* begin Data entries *

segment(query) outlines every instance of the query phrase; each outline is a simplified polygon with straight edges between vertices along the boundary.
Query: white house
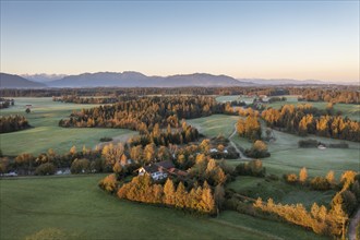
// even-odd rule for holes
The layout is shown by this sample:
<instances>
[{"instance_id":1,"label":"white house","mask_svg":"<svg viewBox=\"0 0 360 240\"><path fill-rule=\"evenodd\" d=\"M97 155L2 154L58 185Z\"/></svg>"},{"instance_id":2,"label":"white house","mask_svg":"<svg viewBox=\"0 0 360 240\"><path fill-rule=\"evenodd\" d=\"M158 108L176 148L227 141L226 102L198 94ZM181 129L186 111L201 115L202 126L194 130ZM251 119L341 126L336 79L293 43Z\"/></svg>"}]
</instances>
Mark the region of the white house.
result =
<instances>
[{"instance_id":1,"label":"white house","mask_svg":"<svg viewBox=\"0 0 360 240\"><path fill-rule=\"evenodd\" d=\"M161 180L168 177L168 171L175 168L173 164L169 160L151 164L145 167L139 168L139 176L148 173L154 180Z\"/></svg>"}]
</instances>

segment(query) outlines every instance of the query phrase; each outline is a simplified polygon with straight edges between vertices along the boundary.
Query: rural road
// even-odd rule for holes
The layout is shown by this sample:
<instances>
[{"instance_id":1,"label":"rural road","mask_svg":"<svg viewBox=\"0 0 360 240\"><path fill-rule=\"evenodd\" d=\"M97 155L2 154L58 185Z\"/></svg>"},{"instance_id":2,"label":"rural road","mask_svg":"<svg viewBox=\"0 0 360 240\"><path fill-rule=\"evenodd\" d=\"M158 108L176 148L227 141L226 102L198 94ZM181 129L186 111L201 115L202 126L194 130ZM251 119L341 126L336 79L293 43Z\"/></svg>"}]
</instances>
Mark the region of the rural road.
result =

* end Data entries *

• [To be done]: Every line should be retyped exactly, with the pictures omitted.

• [Task result]:
segment(query) outlines every instance of the query phrase; each outline is a simplified polygon with straight edges between vertices along the boundary.
Query: white house
// even-odd rule for holes
The layout is shown by this sample:
<instances>
[{"instance_id":1,"label":"white house","mask_svg":"<svg viewBox=\"0 0 360 240\"><path fill-rule=\"evenodd\" d=\"M97 155L2 154L58 185Z\"/></svg>"},{"instance_id":2,"label":"white house","mask_svg":"<svg viewBox=\"0 0 360 240\"><path fill-rule=\"evenodd\" d=\"M158 108L176 148L227 141L226 102L198 94ZM181 129L186 111L201 115L202 126L194 130ZM251 119L341 126L336 79L293 43Z\"/></svg>"}]
</instances>
Mark the region of the white house.
result =
<instances>
[{"instance_id":1,"label":"white house","mask_svg":"<svg viewBox=\"0 0 360 240\"><path fill-rule=\"evenodd\" d=\"M161 180L168 177L168 171L175 168L173 164L169 160L151 164L145 167L139 168L139 176L148 173L154 180Z\"/></svg>"}]
</instances>

segment(query) outlines every instance of the query phrase; each outline is a simplified polygon with straight edges between vertices along the boundary.
Query: rural road
// even-odd rule for holes
The layout is shown by this sample:
<instances>
[{"instance_id":1,"label":"rural road","mask_svg":"<svg viewBox=\"0 0 360 240\"><path fill-rule=\"evenodd\" d=\"M97 155L2 154L58 185Z\"/></svg>"},{"instance_id":2,"label":"rural road","mask_svg":"<svg viewBox=\"0 0 360 240\"><path fill-rule=\"evenodd\" d=\"M158 108L176 148L227 141L226 102L198 94ZM181 129L186 111L201 115L202 126L194 130ZM251 119L341 126L336 79L293 43Z\"/></svg>"}]
</instances>
Mark the region of the rural road.
result =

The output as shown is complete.